● What you should do: Retype every entry word for word.

_ _ _

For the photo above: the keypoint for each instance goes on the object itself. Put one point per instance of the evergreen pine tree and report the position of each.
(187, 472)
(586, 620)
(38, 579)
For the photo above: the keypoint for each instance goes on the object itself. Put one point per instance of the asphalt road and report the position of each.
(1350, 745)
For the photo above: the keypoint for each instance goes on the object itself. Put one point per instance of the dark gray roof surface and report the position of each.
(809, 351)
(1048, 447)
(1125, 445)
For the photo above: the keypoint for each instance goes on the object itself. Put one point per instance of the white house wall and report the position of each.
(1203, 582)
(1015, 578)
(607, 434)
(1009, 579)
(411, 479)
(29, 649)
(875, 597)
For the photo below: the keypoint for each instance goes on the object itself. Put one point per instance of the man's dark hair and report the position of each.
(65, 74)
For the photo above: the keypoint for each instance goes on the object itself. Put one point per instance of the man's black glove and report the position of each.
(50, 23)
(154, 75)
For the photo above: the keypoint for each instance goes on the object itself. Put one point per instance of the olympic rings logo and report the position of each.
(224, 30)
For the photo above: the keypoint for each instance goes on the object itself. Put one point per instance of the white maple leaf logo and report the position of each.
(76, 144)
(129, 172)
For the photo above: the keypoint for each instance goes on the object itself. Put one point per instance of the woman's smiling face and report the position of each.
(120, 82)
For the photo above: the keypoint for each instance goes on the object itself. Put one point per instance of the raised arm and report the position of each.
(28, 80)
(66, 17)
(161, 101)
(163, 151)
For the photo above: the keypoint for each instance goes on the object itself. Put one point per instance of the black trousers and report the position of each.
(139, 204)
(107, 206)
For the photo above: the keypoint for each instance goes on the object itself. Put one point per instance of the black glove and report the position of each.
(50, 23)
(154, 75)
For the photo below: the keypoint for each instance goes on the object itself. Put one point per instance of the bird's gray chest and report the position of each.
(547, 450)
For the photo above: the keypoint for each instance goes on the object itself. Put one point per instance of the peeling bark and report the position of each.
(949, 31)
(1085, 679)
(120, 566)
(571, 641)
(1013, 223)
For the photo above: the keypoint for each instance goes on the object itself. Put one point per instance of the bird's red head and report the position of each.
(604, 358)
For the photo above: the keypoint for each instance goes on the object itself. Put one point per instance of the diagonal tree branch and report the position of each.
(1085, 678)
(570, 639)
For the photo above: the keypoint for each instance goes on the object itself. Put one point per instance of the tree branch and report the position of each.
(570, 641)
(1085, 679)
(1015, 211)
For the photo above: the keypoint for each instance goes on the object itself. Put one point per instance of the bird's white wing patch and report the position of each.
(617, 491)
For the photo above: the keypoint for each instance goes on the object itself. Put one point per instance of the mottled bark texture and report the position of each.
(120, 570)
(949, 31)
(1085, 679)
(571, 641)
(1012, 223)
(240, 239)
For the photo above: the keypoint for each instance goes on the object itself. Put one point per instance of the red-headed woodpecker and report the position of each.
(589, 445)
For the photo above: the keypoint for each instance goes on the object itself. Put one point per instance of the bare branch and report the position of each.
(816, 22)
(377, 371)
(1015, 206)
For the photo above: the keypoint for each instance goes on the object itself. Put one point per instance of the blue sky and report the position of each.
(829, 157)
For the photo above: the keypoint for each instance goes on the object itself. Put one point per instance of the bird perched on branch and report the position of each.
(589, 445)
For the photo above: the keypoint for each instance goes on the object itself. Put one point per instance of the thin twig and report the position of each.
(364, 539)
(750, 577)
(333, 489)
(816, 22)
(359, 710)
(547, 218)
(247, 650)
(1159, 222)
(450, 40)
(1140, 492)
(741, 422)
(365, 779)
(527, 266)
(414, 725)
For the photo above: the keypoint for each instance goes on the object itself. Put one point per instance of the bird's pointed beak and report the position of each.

_ _ _

● Written answer:
For the photo above: the keypoint for each instance goes on the object itself. Put one point per instance of the evergreen pine tree and report the position of each.
(187, 472)
(586, 620)
(38, 579)
For the photo above: the keypoint for each instance goes on the object itself. Put one point per instance of the asphalt road and report the position of each.
(1350, 745)
For the photo above: the keypoint for each instance goes on the object itself. Put one point per instance of the dark gray roof surface and report the position of each.
(809, 351)
(1048, 447)
(1125, 445)
For the photo above: the keypoint for each instance goes on the object itself. Put one point per instance of the white house wall and report the position of each.
(1203, 582)
(1015, 578)
(607, 434)
(1009, 579)
(411, 479)
(29, 649)
(875, 597)
For the photo below: the keypoint for each instance goes on the object itself. Put one point per instance of the man's dark hair and report the position of each.
(65, 74)
For the photo above: the keypoint for each instance goes on the object itself. Put one point per instance of the man's black glove and report the position of each.
(50, 23)
(154, 75)
For the photo above: the keypoint for each instance goes on the object itself. Put one point per instance of the olympic rings logo and report the position of each.
(224, 30)
For the photo above: the keypoint for each instance goes on the object itself. Put one point per instance of the white maple leaf logo and report the position of each.
(76, 144)
(129, 172)
For the photo above: the keypoint for each instance goes on the object itself. Put one point per instance of the woman's smiling face and report the position of each.
(120, 82)
For the photo above: the keypoint for each instance goes on the object itself. Put one point per instance of the raised arm and report the position of each.
(28, 80)
(66, 17)
(161, 101)
(163, 151)
For the photo above: the keypoint for each instance goes on the object itself. Put one point per instance of the black trousers and report the position of each.
(139, 204)
(107, 206)
For the photo above: the keypoint for each instance goes on the object itself. Put one point per instance of the black glove and report the position of each.
(50, 23)
(154, 75)
For the photo below: the keypoint for each instance goes on the object itself. Put one point per instance of the bird's gray chest and report the position of each.
(547, 450)
For the photo above: the keypoint for each instance goes on the object itself. Put one point per instance of the peeling bark and report the position of each.
(949, 31)
(1085, 679)
(120, 566)
(571, 641)
(1013, 223)
For the photo above: the keypoint for each instance goes on the object itself. Put one point per instance of the bird's red head and report the position of each.
(604, 358)
For the photo above: the keypoint for each instance goes on the object itself. Put one point per instance of the diagonal tree branch and report the position of each.
(1085, 678)
(570, 639)
For the photo above: the keypoint for each instance goes on the object itself. Put one point per instance of the tree branch and report the position of each.
(570, 641)
(1085, 679)
(1015, 211)
For the photo above: the keypoint for each instance goes on the object itself. Put one point per instance of the bird's white wing patch and report the position of each.
(617, 491)
For the photo above: the keypoint for each instance goes on the object itself. Put one point per instance of the mottled bark texture and report the position of each.
(120, 570)
(949, 31)
(1085, 679)
(571, 641)
(1012, 223)
(240, 239)
For the photo above: the keypoint for each instance goes on the object itself. Put one point per instance of the red-headed woodpecker and report the position of each.
(589, 445)
For the photo above: the keypoint for each instance goes on the object itself. Put one point per instance of the bare branch and report the position of each.
(816, 22)
(377, 371)
(1015, 206)
For the photo above: the keypoint for each instance goes on the object itself. Put one point per instance of the blue sky and report the position of each.
(829, 157)
For the photo above: the keypoint for each instance goes on the object itself. Put one point per instance of the bird perched on branch and report the position of each.
(589, 445)
For the photo above: the keypoint for each instance goes on the object itself. Put one point per instance of the thin twig and report the position of each.
(364, 539)
(750, 577)
(333, 489)
(816, 22)
(359, 710)
(547, 218)
(247, 650)
(1159, 222)
(450, 40)
(1140, 492)
(741, 422)
(365, 779)
(527, 266)
(414, 725)
For the photo above: the keypoint for each instance goes on the object itself. Put one point per instance of the bird's pointed beak and report the position of each.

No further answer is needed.